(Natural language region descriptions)
□ □ □ □
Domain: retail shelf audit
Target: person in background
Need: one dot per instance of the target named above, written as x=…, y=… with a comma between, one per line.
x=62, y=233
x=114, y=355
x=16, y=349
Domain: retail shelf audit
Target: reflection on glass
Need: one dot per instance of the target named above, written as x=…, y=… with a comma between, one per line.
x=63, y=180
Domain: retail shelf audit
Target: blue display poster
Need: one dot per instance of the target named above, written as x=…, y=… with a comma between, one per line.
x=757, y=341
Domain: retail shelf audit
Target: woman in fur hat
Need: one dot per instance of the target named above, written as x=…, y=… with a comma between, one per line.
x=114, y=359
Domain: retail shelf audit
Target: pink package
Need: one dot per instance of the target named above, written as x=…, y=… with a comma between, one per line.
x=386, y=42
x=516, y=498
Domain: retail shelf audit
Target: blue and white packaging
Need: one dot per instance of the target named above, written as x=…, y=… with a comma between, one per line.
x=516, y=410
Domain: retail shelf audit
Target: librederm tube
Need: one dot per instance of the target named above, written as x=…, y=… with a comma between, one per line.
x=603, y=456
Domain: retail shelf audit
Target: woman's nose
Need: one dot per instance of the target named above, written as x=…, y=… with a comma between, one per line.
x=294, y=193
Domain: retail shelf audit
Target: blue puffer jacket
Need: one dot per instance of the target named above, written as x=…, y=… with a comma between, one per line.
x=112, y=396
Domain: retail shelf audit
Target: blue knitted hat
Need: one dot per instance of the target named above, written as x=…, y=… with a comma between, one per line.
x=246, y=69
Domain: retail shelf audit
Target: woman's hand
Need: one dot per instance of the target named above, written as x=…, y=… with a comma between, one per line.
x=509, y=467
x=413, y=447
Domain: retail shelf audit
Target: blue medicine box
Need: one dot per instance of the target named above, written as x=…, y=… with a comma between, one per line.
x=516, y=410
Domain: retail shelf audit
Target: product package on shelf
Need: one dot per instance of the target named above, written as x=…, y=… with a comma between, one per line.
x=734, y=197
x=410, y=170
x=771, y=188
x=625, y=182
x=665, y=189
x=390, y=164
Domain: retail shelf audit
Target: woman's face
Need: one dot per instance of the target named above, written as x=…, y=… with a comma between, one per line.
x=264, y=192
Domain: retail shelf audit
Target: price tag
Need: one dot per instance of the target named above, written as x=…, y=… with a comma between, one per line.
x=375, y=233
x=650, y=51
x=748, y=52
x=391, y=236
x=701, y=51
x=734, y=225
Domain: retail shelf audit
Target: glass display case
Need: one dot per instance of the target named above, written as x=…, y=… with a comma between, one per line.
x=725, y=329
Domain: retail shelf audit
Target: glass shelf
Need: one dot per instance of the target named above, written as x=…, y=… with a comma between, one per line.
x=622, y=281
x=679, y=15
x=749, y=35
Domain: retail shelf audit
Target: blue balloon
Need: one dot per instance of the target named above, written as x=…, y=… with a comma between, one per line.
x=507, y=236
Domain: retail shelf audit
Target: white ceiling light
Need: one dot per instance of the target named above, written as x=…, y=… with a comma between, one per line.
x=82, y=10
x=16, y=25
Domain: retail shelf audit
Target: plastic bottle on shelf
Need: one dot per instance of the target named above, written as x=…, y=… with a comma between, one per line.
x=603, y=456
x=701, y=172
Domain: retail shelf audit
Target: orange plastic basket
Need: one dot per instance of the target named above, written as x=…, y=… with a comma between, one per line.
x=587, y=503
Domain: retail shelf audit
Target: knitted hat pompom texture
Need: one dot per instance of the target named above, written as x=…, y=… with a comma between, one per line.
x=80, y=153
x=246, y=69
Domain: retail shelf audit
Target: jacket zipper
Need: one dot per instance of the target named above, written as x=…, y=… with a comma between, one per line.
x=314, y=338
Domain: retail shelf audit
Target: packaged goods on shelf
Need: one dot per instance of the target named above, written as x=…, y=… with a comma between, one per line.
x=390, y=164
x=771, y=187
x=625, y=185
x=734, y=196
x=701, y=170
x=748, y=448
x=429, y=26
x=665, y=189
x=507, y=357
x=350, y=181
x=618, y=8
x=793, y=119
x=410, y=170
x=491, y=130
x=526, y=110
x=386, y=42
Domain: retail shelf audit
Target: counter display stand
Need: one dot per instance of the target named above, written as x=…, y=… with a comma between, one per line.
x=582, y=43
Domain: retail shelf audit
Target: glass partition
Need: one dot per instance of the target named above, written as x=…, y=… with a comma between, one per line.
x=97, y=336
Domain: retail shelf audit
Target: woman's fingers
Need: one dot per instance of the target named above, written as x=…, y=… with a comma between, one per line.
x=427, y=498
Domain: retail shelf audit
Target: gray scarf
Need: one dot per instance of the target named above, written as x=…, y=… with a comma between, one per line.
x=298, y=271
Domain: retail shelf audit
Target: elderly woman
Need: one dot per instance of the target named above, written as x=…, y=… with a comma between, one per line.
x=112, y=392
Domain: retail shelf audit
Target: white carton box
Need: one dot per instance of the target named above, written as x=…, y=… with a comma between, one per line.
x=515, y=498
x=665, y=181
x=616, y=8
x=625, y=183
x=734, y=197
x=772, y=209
□ □ □ □
- **BRIEF**
Both the first line of the records above and the line containing "Target: woman in fur hat" are to be transcribed exactly, together with every line between them, and nothing else.

- **TASK ANSWER**
Domain: retail shelf audit
Target: person in background
Need: one dot per instance of the target named above, written as x=…, y=… with a comma between, one per line.
x=62, y=233
x=114, y=355
x=16, y=349
Domain: retail shelf audit
Target: reflection on glass
Need: one dot per instance of the target named above, written as x=…, y=… with a comma between, one per line.
x=63, y=180
Domain: retail shelf audit
Target: blue display poster
Need: one dot per instance of the target named above, written as x=…, y=… with a comma between, one per line.
x=757, y=341
Domain: retail shelf audit
Target: woman in fur hat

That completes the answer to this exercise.